Data to use —
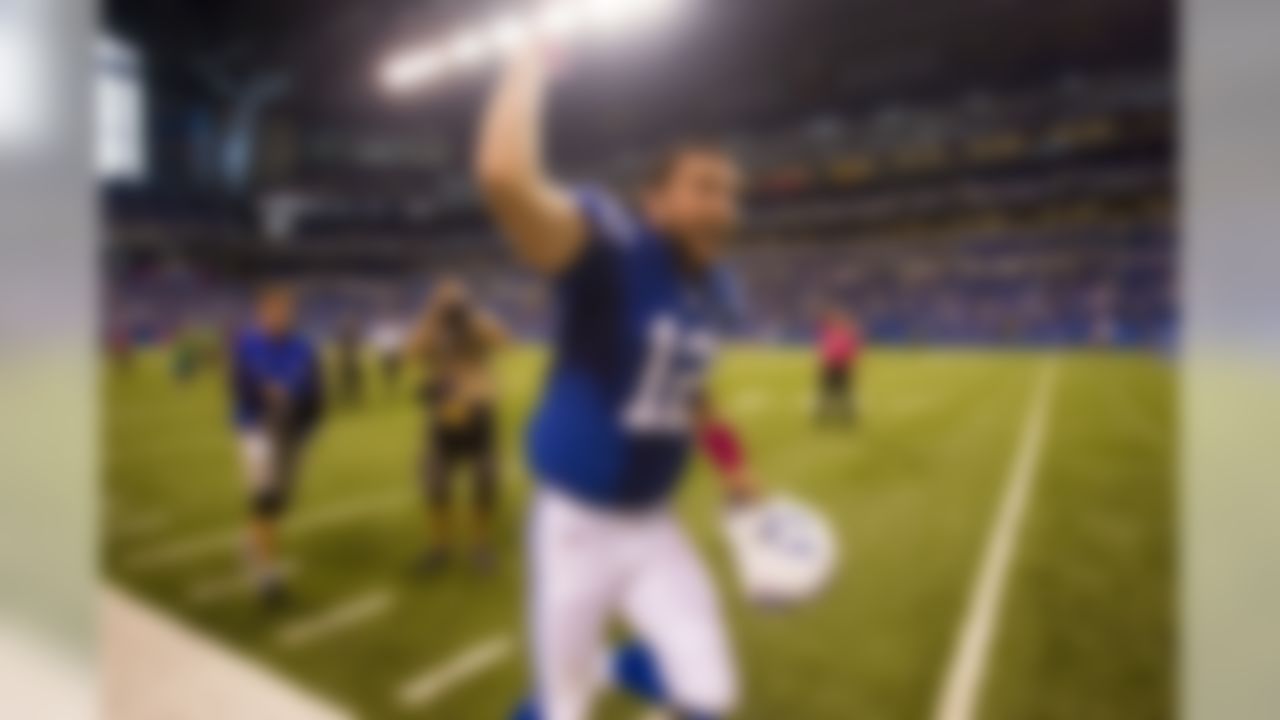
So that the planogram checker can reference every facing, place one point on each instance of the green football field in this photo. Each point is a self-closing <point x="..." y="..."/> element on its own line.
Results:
<point x="1084" y="629"/>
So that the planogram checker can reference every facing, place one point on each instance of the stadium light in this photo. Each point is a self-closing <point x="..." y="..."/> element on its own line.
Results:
<point x="561" y="19"/>
<point x="411" y="68"/>
<point x="508" y="33"/>
<point x="469" y="49"/>
<point x="558" y="19"/>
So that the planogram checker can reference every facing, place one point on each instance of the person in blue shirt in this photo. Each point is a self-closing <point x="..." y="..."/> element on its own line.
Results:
<point x="277" y="400"/>
<point x="641" y="296"/>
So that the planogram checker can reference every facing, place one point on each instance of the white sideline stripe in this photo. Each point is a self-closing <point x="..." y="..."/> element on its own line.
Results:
<point x="223" y="587"/>
<point x="156" y="668"/>
<point x="437" y="680"/>
<point x="338" y="618"/>
<point x="968" y="666"/>
<point x="165" y="554"/>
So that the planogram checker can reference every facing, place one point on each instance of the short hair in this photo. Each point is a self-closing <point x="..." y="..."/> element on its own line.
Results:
<point x="661" y="169"/>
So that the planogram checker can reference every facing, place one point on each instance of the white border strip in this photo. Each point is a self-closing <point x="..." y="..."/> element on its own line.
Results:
<point x="154" y="666"/>
<point x="967" y="671"/>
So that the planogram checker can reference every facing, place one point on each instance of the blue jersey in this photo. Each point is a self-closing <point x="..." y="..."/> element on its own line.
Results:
<point x="635" y="335"/>
<point x="286" y="361"/>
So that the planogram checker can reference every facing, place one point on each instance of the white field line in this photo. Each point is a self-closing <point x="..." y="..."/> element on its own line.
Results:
<point x="135" y="525"/>
<point x="201" y="680"/>
<point x="342" y="616"/>
<point x="749" y="401"/>
<point x="223" y="587"/>
<point x="165" y="554"/>
<point x="435" y="682"/>
<point x="968" y="666"/>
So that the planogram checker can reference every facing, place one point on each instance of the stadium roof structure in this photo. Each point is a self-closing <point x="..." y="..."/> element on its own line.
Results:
<point x="725" y="64"/>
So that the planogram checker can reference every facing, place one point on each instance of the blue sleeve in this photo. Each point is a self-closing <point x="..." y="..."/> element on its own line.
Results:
<point x="735" y="310"/>
<point x="302" y="379"/>
<point x="590" y="294"/>
<point x="246" y="396"/>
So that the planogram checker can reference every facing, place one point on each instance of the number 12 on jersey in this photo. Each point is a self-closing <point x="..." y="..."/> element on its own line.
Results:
<point x="673" y="365"/>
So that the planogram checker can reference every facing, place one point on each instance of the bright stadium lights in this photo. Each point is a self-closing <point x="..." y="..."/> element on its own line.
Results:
<point x="410" y="69"/>
<point x="554" y="19"/>
<point x="561" y="19"/>
<point x="467" y="50"/>
<point x="508" y="33"/>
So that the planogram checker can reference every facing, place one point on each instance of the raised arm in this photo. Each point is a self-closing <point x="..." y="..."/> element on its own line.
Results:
<point x="535" y="214"/>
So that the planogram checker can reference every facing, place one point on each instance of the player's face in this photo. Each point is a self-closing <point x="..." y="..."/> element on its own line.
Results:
<point x="275" y="313"/>
<point x="699" y="204"/>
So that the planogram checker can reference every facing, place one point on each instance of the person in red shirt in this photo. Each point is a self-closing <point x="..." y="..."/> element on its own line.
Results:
<point x="839" y="347"/>
<point x="720" y="442"/>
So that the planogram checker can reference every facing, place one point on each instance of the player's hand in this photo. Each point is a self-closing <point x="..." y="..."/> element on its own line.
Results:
<point x="785" y="551"/>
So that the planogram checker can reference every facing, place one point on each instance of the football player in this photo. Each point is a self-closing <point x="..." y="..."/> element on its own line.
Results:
<point x="456" y="341"/>
<point x="278" y="399"/>
<point x="640" y="294"/>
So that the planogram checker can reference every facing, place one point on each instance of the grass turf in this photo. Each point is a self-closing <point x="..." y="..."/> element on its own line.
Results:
<point x="1087" y="629"/>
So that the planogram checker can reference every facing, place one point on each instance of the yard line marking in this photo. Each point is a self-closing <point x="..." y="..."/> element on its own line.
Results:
<point x="128" y="527"/>
<point x="967" y="669"/>
<point x="342" y="616"/>
<point x="167" y="554"/>
<point x="223" y="587"/>
<point x="437" y="680"/>
<point x="749" y="401"/>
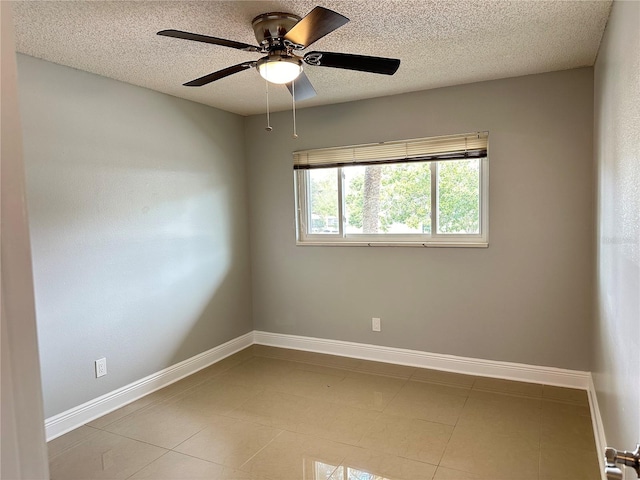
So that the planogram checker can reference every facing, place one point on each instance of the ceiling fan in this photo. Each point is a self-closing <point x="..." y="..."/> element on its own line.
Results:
<point x="281" y="36"/>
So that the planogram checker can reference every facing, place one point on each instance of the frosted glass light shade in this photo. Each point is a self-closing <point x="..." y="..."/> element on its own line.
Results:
<point x="279" y="69"/>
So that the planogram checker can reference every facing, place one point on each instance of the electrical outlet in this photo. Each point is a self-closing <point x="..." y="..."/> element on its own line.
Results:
<point x="375" y="324"/>
<point x="101" y="367"/>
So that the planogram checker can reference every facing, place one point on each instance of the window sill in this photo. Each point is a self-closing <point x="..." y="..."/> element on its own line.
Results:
<point x="393" y="244"/>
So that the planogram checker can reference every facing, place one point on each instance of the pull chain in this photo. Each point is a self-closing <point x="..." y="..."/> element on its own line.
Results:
<point x="293" y="96"/>
<point x="268" y="127"/>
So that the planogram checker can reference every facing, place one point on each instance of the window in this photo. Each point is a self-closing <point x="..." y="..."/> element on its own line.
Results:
<point x="425" y="192"/>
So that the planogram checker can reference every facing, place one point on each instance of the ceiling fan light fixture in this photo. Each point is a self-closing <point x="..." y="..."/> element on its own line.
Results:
<point x="279" y="69"/>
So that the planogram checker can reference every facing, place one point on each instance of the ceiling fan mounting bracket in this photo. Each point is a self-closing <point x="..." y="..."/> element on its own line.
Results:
<point x="270" y="29"/>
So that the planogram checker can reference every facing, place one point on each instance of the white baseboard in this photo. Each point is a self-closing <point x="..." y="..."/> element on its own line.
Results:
<point x="77" y="416"/>
<point x="80" y="415"/>
<point x="598" y="427"/>
<point x="437" y="361"/>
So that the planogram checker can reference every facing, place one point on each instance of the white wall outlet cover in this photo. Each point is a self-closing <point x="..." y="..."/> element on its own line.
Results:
<point x="375" y="324"/>
<point x="101" y="367"/>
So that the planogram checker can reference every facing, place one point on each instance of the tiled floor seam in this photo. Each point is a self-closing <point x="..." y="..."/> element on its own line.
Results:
<point x="260" y="450"/>
<point x="145" y="466"/>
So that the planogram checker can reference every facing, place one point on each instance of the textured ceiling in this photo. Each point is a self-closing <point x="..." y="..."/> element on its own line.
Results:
<point x="440" y="43"/>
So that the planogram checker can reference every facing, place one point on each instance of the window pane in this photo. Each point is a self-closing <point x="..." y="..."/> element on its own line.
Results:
<point x="323" y="201"/>
<point x="394" y="199"/>
<point x="459" y="196"/>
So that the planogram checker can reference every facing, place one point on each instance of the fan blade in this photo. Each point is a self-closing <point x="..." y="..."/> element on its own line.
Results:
<point x="318" y="23"/>
<point x="363" y="63"/>
<point x="207" y="39"/>
<point x="212" y="77"/>
<point x="303" y="88"/>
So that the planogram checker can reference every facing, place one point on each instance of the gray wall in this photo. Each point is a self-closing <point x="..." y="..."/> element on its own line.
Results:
<point x="616" y="359"/>
<point x="527" y="298"/>
<point x="138" y="216"/>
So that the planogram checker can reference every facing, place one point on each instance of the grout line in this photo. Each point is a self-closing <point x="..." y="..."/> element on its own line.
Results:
<point x="145" y="466"/>
<point x="260" y="450"/>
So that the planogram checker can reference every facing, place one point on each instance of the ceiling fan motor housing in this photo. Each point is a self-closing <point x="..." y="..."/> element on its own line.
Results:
<point x="270" y="29"/>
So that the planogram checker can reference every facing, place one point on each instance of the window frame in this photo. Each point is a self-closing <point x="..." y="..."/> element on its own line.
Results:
<point x="434" y="239"/>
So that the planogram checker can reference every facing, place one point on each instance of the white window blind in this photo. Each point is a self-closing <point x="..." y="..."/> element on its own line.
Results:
<point x="451" y="147"/>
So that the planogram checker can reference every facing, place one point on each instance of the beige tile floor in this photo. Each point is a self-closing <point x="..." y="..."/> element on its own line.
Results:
<point x="275" y="414"/>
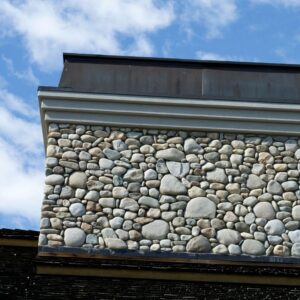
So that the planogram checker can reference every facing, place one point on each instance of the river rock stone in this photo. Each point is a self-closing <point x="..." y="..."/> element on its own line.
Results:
<point x="290" y="186"/>
<point x="228" y="236"/>
<point x="264" y="210"/>
<point x="294" y="236"/>
<point x="115" y="243"/>
<point x="134" y="175"/>
<point x="274" y="227"/>
<point x="54" y="179"/>
<point x="78" y="180"/>
<point x="296" y="249"/>
<point x="156" y="230"/>
<point x="296" y="213"/>
<point x="106" y="164"/>
<point x="170" y="154"/>
<point x="77" y="209"/>
<point x="274" y="187"/>
<point x="200" y="207"/>
<point x="111" y="154"/>
<point x="129" y="204"/>
<point x="74" y="237"/>
<point x="217" y="175"/>
<point x="253" y="247"/>
<point x="191" y="146"/>
<point x="198" y="244"/>
<point x="255" y="182"/>
<point x="170" y="185"/>
<point x="148" y="201"/>
<point x="178" y="169"/>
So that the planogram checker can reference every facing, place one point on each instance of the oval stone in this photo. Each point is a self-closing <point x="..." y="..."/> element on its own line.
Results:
<point x="78" y="180"/>
<point x="74" y="237"/>
<point x="54" y="179"/>
<point x="200" y="207"/>
<point x="253" y="247"/>
<point x="198" y="244"/>
<point x="77" y="209"/>
<point x="156" y="230"/>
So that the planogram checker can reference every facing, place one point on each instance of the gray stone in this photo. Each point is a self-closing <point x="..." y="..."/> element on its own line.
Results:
<point x="178" y="169"/>
<point x="253" y="247"/>
<point x="234" y="249"/>
<point x="85" y="156"/>
<point x="274" y="187"/>
<point x="255" y="182"/>
<point x="134" y="175"/>
<point x="228" y="236"/>
<point x="106" y="164"/>
<point x="297" y="154"/>
<point x="200" y="207"/>
<point x="78" y="180"/>
<point x="217" y="175"/>
<point x="296" y="249"/>
<point x="170" y="154"/>
<point x="148" y="201"/>
<point x="129" y="204"/>
<point x="54" y="179"/>
<point x="264" y="210"/>
<point x="170" y="185"/>
<point x="66" y="192"/>
<point x="119" y="192"/>
<point x="91" y="239"/>
<point x="291" y="145"/>
<point x="258" y="169"/>
<point x="150" y="174"/>
<point x="107" y="202"/>
<point x="51" y="162"/>
<point x="274" y="227"/>
<point x="77" y="209"/>
<point x="74" y="237"/>
<point x="191" y="146"/>
<point x="92" y="196"/>
<point x="290" y="186"/>
<point x="198" y="244"/>
<point x="115" y="243"/>
<point x="119" y="145"/>
<point x="296" y="213"/>
<point x="220" y="249"/>
<point x="161" y="167"/>
<point x="111" y="154"/>
<point x="108" y="233"/>
<point x="294" y="236"/>
<point x="116" y="222"/>
<point x="156" y="230"/>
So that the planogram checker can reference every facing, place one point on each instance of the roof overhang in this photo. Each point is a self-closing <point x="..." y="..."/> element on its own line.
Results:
<point x="160" y="112"/>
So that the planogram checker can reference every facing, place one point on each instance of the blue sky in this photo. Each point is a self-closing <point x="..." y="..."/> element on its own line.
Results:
<point x="34" y="34"/>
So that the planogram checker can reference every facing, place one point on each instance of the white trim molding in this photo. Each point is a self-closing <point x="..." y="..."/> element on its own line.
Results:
<point x="159" y="113"/>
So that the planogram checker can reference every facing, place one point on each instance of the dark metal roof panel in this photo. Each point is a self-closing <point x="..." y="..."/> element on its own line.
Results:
<point x="178" y="78"/>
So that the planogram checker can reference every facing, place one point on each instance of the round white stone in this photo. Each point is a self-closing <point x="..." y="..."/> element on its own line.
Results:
<point x="74" y="237"/>
<point x="54" y="179"/>
<point x="77" y="209"/>
<point x="200" y="207"/>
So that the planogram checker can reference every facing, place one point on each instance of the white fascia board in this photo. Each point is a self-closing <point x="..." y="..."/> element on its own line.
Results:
<point x="159" y="112"/>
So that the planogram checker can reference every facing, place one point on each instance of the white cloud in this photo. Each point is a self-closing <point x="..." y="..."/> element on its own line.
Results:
<point x="26" y="75"/>
<point x="21" y="156"/>
<point x="48" y="28"/>
<point x="285" y="3"/>
<point x="215" y="15"/>
<point x="215" y="56"/>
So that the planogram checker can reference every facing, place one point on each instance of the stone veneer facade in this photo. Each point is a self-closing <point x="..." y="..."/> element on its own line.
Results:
<point x="168" y="190"/>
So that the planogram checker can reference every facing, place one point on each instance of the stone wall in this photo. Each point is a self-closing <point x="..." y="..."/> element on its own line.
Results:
<point x="167" y="190"/>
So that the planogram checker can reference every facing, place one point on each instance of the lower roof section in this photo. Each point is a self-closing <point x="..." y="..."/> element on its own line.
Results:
<point x="157" y="112"/>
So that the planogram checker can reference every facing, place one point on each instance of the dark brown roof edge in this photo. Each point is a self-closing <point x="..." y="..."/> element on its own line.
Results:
<point x="99" y="58"/>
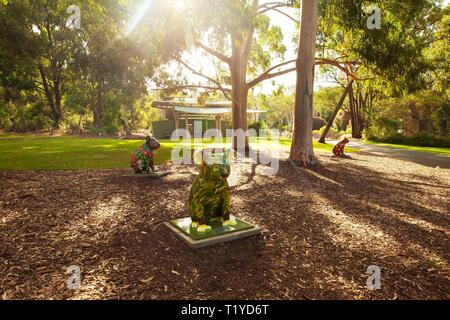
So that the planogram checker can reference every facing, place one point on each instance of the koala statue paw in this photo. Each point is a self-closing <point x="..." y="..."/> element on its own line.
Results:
<point x="229" y="223"/>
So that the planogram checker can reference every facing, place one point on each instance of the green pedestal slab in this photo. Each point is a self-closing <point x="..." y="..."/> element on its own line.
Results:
<point x="157" y="174"/>
<point x="182" y="228"/>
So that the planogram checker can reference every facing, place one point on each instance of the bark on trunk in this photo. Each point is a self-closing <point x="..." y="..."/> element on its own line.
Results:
<point x="302" y="145"/>
<point x="54" y="104"/>
<point x="239" y="90"/>
<point x="98" y="107"/>
<point x="335" y="112"/>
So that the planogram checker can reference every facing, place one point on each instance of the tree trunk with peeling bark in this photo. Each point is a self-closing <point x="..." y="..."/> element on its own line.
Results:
<point x="238" y="67"/>
<point x="335" y="112"/>
<point x="302" y="144"/>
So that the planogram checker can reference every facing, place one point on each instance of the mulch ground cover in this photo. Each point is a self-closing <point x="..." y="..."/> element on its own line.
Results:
<point x="321" y="229"/>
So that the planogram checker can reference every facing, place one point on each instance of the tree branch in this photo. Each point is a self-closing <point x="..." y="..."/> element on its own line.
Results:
<point x="224" y="91"/>
<point x="267" y="75"/>
<point x="287" y="15"/>
<point x="193" y="86"/>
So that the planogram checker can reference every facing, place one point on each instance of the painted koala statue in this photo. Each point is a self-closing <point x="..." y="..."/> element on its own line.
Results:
<point x="209" y="197"/>
<point x="142" y="159"/>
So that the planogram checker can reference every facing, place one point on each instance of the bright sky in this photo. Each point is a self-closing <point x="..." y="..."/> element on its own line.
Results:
<point x="203" y="62"/>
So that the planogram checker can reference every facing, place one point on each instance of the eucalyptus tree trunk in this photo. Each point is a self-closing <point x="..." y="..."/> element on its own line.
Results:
<point x="302" y="144"/>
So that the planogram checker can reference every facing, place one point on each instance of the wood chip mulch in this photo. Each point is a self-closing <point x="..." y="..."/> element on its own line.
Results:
<point x="321" y="229"/>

Problem details — Nothing but the lines from the one with "the bright sky" through the end of the data above should be repeated, each exactly as it stands.

The result —
So that the planogram checker can reference every facing, place one point on each instance of the bright sky in this photo. Each point is a self-closing <point x="..." y="..."/> element on its own line.
Results:
<point x="203" y="62"/>
So that the planogram checker can reference every facing, place one point on each instance of the eucalyptus tree trunk in this photo. Each point is a self-closing <point x="..." y="..."/> element on its own line.
Results:
<point x="302" y="144"/>
So that the planogram checker can reference every facing, place one point on each instance of the wood chip mulch in this photo. Each point is a self-closing <point x="..." y="..."/> element on its own line.
Results:
<point x="321" y="229"/>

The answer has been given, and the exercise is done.